Excerpts from a detection dataset
'''

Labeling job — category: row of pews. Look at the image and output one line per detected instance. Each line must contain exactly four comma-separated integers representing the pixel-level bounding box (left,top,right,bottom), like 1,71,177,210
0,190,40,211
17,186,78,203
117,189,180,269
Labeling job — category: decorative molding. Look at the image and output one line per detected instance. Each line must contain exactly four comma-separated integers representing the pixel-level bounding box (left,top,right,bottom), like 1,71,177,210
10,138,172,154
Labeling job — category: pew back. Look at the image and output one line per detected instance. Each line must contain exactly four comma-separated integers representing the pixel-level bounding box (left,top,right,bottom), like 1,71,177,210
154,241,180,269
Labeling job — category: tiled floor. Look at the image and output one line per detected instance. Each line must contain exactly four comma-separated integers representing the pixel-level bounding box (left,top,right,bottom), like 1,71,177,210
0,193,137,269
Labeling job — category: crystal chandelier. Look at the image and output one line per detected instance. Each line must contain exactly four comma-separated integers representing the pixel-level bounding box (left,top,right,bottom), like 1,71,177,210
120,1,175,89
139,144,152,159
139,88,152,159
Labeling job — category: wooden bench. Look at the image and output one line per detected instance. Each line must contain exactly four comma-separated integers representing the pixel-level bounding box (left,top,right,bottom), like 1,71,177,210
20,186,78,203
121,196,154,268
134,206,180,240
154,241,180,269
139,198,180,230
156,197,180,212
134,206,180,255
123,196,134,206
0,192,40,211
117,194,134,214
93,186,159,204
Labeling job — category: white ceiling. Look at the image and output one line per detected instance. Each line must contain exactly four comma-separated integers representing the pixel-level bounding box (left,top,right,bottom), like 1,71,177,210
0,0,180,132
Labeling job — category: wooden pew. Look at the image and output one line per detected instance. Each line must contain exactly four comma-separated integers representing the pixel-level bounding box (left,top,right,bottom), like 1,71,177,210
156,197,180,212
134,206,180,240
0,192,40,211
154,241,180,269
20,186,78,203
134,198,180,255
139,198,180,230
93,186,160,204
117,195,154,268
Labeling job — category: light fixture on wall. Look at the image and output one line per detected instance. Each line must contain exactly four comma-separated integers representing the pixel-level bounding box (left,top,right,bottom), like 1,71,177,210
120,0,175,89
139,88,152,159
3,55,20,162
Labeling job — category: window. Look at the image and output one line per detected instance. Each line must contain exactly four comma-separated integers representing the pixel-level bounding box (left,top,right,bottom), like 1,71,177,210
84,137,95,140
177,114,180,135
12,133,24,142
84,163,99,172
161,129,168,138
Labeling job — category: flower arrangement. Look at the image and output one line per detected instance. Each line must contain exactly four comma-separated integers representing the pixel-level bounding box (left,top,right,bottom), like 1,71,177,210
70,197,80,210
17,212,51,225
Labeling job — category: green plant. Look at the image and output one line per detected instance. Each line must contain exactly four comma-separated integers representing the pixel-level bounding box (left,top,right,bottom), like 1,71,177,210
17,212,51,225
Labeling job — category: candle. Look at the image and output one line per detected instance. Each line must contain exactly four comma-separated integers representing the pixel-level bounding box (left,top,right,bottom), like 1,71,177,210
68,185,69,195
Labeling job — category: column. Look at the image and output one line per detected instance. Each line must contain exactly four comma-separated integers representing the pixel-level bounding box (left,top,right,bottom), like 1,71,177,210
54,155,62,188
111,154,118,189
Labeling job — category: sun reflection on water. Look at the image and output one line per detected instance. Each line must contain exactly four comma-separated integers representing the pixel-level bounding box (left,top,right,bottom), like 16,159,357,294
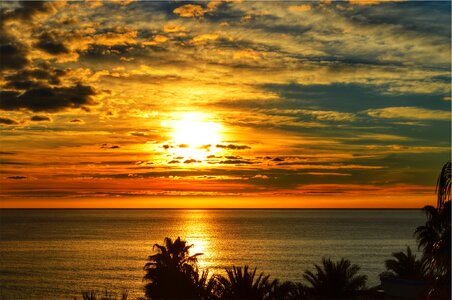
180,210,215,268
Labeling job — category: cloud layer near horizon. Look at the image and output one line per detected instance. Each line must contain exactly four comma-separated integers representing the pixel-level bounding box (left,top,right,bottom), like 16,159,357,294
0,0,451,206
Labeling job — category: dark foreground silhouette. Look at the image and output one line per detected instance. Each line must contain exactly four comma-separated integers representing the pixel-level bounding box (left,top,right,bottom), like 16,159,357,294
82,162,451,300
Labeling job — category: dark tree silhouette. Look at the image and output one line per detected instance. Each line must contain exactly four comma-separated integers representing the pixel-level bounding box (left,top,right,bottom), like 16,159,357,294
414,161,451,299
303,258,367,299
268,280,309,300
385,246,426,279
436,161,451,209
219,265,277,299
143,237,202,299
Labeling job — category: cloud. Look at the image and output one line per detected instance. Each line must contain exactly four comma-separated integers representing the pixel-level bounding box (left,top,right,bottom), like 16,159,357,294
163,23,187,33
348,0,405,5
6,175,27,180
142,34,168,46
184,158,200,164
35,32,70,55
1,1,66,22
367,106,451,121
173,1,220,18
100,144,121,149
30,116,52,122
0,38,29,70
289,4,311,12
215,144,251,150
191,33,219,44
69,119,85,124
0,84,97,112
0,118,18,125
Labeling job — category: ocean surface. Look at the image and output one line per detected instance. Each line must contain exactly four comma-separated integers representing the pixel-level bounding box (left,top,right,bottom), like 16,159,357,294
0,209,425,300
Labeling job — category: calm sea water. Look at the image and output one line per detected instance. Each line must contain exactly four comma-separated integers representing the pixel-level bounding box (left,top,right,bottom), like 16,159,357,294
0,210,424,299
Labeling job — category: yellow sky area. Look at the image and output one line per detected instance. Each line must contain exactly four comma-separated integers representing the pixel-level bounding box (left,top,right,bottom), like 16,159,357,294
0,194,436,209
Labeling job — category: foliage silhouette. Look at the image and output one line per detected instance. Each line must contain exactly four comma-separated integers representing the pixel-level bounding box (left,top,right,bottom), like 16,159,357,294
143,237,202,299
218,265,277,299
414,161,451,299
436,161,452,209
303,258,367,299
384,246,427,280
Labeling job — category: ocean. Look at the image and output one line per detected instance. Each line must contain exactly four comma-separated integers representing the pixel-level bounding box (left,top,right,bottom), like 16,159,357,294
0,209,425,300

'''

» **Your instructions**: Locate every line in the material above that contains the string "cloud" and copy each one out.

» **Task answer**:
Labeling job — category: cloud layer near horizon. Look at the image and output one line per detected instance. Each line must contain exactly four comma-separated integers representing the pixel-level bounding box (left,top,right,bottom), like 16,159,357,294
Labeling job — category: cloud. Look at the image and output one line per detected instance. Each line must contain exactly four comma-separated integers representing the pixel-level bounding box (left,top,right,bottom), like 16,159,357,294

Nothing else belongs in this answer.